◆ BRIEF
Render every line of the data below as a JSON list of strings, one string per line, leaving out any blank lines.

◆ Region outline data
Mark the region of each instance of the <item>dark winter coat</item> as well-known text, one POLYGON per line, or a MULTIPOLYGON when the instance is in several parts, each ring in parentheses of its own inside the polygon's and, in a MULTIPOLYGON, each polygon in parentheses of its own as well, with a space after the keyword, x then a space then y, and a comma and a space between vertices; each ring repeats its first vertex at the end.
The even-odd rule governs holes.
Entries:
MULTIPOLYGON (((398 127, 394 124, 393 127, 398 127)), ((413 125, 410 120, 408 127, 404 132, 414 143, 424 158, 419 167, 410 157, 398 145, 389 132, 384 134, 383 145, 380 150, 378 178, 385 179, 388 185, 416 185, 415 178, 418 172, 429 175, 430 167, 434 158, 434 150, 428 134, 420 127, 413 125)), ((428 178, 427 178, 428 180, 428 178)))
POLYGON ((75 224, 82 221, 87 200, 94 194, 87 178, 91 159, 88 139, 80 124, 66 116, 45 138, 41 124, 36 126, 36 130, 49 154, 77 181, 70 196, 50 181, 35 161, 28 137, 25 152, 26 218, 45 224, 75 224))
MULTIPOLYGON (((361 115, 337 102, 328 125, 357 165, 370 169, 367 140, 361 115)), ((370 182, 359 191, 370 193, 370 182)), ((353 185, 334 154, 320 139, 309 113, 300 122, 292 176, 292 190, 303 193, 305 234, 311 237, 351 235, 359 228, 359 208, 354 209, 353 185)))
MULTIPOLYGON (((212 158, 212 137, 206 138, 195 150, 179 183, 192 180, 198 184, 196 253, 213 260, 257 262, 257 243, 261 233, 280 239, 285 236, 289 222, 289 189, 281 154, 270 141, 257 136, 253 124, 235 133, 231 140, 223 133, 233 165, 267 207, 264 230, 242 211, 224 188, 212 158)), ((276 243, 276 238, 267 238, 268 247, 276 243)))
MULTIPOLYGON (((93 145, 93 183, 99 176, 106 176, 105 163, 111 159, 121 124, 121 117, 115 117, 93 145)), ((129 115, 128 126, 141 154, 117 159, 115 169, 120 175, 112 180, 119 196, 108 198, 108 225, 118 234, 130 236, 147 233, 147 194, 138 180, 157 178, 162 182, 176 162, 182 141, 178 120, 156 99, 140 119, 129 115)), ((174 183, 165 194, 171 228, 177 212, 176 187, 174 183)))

◆ CORRECT ANSWER
[
  "Mark the region of each instance of the <item>dark winter coat</item> as well-known text, one POLYGON per line, or a MULTIPOLYGON when the instance is in several parts, each ring in parentheses of its own inside the polygon's and, in a MULTIPOLYGON, each polygon in parentheses of its own as well, with a space after the keyword, x then a space then y, and a comma and a space between vertices; each ring repeats its first vertex at the end.",
  "The even-odd rule governs holes.",
  "Entries:",
  "MULTIPOLYGON (((398 127, 394 124, 393 127, 398 127)), ((413 125, 410 120, 408 127, 404 132, 414 143, 424 158, 419 167, 410 157, 398 145, 389 132, 384 134, 383 145, 380 150, 378 178, 385 179, 388 185, 416 185, 415 178, 418 172, 429 175, 430 167, 434 158, 434 150, 428 134, 420 127, 413 125)), ((428 178, 427 178, 428 180, 428 178)))",
  "POLYGON ((75 224, 82 221, 87 200, 94 194, 87 178, 91 159, 88 139, 80 124, 66 116, 45 138, 41 124, 36 126, 36 130, 49 154, 77 181, 70 196, 50 181, 35 161, 28 137, 25 152, 26 218, 45 224, 75 224))",
  "MULTIPOLYGON (((361 115, 337 102, 328 125, 357 165, 370 169, 367 140, 361 115)), ((370 182, 359 191, 370 193, 370 182)), ((353 185, 334 154, 320 139, 309 113, 300 122, 292 176, 292 190, 303 193, 305 234, 311 237, 351 235, 359 228, 359 208, 354 209, 353 185)))",
  "MULTIPOLYGON (((212 158, 212 137, 206 138, 195 150, 179 183, 192 180, 198 184, 196 253, 213 260, 257 262, 257 243, 261 233, 280 239, 285 236, 289 222, 289 189, 281 154, 270 141, 257 136, 253 124, 235 133, 231 140, 223 133, 233 165, 267 207, 264 230, 242 211, 224 188, 212 158)), ((276 243, 276 238, 267 238, 268 247, 276 243)))",
  "MULTIPOLYGON (((93 145, 93 183, 99 176, 106 176, 105 163, 111 159, 121 124, 121 117, 115 117, 93 145)), ((129 115, 128 126, 141 154, 117 159, 115 169, 120 175, 112 180, 119 196, 108 198, 108 225, 118 234, 130 236, 147 233, 147 194, 138 180, 157 178, 162 182, 176 162, 182 141, 178 120, 156 99, 140 119, 129 115)), ((174 183, 165 194, 171 228, 177 212, 176 187, 174 183)))"
]